▶ 課題
以下の本文抜粋の要旨を二文でまとめてください。

月刊ライフビジョン | 社労士の目から

不安を煽る?「老後の生活資金2千万円」

石山浩一

 65歳の夫と60歳の妻が老後の生活に必要な資金が2千万円という金融庁が公表した報告書が波紋をよんでいます。マスコミが報じている金融庁がまとめた報告書の内容は、年金だけの収入では毎月約5万円不足するので、30年で2千万円強の資産形成が必要というものです。これに対し、野党は「100年安心年金は嘘だったと国民は怒っている」といって政府を追及しています。麻生副総理は誤解や不安を与える報告書は受け取らないといって拒否しています。

 さて一体、多くの国民は老後を年金だけで生活できると思っているのだろうか、100年安心年金プランとはどんな内容なのだろうか、考えてみました。

▶ 提示された行

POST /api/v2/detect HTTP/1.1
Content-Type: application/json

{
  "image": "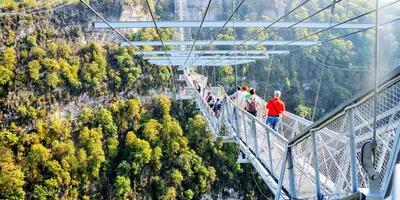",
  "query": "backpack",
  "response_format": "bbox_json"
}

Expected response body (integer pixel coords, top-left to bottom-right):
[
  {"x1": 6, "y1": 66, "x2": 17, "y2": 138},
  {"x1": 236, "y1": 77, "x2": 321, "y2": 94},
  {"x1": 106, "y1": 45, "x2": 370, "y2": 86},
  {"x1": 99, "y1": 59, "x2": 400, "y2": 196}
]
[{"x1": 246, "y1": 98, "x2": 257, "y2": 112}]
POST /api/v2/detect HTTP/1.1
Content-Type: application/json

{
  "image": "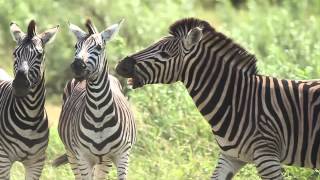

▶ 解答
金融庁が公表した報告書は、65歳の夫と60歳の妻の世帯では年金収入だけだと毎月約5万円不足し、30年で2千万円強の資産形成が必要だとしており、波紋を呼んでいます。これに対し野党は政府を追及し、麻生副総理は報告書の受け取りを拒否しており、筆者は、多くの国民が老後を年金だけで生活できると思っているのか、また100年安心年金プランとはどのような内容なのかを考えてみたと述べています。